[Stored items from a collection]
───

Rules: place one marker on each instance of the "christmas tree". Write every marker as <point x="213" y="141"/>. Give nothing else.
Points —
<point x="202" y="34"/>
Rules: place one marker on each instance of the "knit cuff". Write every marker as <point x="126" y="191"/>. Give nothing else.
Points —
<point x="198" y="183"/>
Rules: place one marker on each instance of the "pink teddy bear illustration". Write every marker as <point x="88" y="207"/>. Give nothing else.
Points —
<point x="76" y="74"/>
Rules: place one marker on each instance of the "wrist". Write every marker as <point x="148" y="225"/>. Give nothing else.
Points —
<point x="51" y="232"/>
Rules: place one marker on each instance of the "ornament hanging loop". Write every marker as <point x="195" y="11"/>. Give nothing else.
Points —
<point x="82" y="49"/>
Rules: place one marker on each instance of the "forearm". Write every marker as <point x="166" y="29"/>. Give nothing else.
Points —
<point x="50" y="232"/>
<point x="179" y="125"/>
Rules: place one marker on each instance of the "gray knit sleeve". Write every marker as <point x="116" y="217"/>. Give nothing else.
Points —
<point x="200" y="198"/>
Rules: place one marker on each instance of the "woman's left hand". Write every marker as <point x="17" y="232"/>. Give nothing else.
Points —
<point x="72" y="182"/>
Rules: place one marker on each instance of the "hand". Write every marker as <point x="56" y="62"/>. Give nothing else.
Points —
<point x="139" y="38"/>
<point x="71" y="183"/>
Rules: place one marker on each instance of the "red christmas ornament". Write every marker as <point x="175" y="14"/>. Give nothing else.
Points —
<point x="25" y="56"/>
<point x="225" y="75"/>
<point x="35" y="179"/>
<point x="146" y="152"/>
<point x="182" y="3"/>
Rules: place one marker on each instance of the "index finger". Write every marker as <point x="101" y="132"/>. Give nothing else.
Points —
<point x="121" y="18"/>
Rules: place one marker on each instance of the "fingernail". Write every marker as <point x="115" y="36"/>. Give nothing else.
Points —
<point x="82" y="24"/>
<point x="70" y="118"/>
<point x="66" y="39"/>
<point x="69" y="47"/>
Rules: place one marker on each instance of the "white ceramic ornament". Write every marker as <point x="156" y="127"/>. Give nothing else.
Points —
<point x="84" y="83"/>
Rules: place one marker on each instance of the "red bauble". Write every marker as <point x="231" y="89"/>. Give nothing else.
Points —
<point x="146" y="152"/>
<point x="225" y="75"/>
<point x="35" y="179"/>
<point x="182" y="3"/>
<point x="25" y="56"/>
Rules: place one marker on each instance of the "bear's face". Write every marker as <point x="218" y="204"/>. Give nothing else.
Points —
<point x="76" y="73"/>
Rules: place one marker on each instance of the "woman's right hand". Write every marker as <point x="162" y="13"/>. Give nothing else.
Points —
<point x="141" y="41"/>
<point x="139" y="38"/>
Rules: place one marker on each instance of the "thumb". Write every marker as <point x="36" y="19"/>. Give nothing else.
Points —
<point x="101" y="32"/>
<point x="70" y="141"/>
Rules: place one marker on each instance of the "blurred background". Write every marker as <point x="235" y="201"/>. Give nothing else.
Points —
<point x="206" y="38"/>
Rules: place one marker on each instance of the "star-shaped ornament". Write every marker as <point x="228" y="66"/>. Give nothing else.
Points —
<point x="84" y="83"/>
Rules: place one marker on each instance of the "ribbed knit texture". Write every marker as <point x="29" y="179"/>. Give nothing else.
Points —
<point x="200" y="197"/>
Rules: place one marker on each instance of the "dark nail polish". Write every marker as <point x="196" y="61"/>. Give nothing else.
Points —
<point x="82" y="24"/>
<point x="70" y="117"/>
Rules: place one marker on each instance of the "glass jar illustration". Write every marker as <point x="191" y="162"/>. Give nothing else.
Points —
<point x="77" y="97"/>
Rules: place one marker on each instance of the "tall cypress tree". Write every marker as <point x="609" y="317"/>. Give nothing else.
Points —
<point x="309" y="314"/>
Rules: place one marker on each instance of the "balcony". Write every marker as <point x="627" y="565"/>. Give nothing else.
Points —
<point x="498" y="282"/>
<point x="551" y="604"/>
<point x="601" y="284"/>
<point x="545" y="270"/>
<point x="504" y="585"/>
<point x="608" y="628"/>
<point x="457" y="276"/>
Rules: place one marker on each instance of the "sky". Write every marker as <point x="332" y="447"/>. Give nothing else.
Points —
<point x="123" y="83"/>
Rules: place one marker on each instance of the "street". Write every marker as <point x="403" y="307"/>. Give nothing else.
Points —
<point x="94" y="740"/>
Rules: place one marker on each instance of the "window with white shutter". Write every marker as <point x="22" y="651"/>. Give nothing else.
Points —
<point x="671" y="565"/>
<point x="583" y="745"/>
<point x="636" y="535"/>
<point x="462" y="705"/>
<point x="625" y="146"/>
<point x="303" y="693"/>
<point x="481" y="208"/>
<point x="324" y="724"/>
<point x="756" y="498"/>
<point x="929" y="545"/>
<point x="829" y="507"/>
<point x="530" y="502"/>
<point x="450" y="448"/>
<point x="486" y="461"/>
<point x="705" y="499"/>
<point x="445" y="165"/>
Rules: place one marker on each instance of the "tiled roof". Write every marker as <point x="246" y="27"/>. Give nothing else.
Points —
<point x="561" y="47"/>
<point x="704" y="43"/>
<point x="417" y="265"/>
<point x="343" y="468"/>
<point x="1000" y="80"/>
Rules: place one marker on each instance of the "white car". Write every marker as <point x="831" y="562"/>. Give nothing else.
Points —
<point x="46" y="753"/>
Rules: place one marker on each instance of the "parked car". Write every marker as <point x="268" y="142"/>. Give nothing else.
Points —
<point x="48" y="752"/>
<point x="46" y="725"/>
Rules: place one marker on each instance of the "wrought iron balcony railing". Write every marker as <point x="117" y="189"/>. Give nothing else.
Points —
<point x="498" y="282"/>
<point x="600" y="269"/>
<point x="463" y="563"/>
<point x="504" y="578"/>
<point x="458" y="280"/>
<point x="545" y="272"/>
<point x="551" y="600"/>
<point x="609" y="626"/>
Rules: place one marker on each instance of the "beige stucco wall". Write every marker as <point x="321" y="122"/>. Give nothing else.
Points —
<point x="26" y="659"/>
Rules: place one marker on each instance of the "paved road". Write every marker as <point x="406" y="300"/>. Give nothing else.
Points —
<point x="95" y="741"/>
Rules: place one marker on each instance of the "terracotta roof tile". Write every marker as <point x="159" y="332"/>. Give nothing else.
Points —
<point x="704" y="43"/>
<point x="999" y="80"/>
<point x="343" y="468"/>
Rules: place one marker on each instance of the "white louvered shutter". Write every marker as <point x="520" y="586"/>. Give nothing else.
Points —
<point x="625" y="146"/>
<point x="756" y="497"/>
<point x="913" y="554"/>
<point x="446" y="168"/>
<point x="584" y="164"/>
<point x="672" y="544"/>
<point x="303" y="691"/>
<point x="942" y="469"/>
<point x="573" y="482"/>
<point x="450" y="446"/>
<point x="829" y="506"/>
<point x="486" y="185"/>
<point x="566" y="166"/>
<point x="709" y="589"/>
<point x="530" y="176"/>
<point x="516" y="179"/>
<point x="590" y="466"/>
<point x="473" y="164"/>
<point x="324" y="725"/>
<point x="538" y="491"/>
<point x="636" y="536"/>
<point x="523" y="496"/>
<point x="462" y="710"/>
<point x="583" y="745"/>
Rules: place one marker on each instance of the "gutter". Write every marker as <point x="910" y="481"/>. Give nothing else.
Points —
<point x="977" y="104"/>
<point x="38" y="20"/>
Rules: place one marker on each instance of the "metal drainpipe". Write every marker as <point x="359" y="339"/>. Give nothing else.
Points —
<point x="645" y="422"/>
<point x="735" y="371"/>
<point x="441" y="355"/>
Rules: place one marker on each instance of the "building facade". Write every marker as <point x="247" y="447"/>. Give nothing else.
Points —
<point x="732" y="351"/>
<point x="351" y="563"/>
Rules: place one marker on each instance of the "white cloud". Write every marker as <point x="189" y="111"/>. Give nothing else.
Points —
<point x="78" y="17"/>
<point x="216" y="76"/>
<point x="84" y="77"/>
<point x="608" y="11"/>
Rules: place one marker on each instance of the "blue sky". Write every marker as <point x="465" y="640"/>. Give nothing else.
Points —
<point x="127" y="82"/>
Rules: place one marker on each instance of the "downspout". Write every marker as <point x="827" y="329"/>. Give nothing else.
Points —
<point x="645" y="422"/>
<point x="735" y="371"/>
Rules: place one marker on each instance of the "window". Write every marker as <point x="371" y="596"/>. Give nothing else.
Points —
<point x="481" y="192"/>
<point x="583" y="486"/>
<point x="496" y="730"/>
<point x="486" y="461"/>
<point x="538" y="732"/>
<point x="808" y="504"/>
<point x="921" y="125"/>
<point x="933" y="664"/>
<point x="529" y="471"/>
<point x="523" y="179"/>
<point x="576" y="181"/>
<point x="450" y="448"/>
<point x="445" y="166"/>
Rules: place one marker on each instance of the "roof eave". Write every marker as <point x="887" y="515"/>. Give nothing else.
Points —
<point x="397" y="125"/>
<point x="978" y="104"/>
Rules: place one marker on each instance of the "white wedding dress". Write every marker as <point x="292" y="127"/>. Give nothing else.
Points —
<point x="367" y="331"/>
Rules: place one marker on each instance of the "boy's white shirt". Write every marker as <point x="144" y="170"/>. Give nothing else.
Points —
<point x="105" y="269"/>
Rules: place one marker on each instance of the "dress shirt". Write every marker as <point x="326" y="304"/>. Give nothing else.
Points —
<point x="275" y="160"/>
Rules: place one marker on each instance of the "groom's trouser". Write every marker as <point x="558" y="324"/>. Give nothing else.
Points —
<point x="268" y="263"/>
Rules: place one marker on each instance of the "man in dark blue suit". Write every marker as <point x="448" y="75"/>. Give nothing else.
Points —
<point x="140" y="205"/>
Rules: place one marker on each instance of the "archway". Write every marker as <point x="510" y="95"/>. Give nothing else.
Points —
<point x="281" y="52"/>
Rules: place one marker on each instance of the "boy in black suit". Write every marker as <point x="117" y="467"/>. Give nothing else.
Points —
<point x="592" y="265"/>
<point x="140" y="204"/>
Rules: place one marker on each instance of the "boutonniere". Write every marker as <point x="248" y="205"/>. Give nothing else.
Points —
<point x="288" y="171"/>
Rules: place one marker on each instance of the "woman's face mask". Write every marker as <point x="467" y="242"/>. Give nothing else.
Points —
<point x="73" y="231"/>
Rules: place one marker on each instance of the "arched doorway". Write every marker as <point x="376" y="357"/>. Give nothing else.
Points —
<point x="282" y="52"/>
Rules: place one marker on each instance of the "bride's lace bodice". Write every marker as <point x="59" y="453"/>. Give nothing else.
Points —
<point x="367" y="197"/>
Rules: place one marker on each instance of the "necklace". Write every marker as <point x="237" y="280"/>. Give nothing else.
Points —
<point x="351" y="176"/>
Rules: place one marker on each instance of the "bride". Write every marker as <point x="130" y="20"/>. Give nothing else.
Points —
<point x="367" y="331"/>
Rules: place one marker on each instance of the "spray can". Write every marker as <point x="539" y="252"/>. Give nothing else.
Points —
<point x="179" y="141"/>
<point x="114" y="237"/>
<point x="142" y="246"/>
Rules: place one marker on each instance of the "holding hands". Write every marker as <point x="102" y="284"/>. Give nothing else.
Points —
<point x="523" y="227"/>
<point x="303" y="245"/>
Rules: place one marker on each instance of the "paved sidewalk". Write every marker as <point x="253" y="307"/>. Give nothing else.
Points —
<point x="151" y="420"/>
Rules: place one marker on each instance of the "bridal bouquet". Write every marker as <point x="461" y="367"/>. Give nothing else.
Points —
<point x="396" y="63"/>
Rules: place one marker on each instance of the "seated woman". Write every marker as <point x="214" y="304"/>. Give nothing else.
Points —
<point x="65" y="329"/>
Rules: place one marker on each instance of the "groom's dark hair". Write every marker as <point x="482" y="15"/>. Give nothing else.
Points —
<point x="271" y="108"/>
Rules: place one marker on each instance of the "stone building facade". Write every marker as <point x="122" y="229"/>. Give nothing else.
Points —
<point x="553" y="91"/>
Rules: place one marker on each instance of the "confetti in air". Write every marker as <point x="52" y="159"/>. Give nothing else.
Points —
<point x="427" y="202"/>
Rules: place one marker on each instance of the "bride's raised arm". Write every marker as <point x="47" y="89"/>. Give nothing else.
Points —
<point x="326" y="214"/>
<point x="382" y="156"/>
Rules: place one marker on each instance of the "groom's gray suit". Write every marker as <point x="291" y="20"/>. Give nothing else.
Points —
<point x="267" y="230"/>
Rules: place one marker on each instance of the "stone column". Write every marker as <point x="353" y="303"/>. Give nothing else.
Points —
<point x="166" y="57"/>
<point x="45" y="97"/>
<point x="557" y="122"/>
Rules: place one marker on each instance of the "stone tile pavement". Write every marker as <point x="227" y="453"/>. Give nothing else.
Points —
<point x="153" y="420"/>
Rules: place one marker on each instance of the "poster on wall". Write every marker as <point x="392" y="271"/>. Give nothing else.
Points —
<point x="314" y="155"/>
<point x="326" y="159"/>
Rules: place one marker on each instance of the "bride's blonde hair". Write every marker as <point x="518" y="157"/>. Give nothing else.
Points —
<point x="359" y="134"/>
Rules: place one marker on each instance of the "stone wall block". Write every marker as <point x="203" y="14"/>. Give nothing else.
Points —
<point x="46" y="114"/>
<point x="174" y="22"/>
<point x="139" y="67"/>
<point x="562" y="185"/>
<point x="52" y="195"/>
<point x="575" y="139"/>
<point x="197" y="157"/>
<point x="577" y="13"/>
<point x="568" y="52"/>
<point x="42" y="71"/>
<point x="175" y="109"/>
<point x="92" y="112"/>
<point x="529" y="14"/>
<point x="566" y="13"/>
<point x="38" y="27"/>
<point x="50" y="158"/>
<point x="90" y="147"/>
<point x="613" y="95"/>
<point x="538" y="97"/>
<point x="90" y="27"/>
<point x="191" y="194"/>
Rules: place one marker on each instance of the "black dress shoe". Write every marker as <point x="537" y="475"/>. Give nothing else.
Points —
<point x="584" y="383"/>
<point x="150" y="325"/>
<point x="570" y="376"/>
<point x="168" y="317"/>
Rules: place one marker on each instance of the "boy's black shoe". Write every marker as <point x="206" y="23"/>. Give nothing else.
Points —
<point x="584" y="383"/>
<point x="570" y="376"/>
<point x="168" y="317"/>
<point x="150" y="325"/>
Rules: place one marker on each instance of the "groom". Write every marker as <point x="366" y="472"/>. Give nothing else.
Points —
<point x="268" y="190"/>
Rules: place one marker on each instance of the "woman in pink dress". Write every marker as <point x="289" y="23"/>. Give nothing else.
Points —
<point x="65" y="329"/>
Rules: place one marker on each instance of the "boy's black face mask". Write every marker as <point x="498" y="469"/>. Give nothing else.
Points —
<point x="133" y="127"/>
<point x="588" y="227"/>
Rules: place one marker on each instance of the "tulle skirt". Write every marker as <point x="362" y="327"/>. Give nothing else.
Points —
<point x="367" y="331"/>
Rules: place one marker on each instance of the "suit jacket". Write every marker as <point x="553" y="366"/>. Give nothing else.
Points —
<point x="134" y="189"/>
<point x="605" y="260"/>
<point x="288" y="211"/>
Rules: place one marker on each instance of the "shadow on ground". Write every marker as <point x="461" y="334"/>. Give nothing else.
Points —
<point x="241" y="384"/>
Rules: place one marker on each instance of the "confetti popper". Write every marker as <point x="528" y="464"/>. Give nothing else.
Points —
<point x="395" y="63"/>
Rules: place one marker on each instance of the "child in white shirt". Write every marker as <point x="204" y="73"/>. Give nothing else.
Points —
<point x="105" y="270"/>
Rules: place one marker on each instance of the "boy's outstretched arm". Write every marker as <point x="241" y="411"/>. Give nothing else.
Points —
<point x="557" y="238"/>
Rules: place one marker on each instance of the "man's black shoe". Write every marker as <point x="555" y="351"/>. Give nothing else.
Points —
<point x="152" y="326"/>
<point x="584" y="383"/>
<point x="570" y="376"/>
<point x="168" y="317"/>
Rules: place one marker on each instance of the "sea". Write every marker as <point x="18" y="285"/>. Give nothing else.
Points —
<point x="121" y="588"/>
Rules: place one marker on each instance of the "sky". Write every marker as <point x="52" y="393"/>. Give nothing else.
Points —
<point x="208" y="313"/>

───

- [WHAT THE TASK REQUIRES]: Your answer should be a single number: the tally of lines in the entries that include the word "pink".

- [WRITTEN RESPONSE]: 2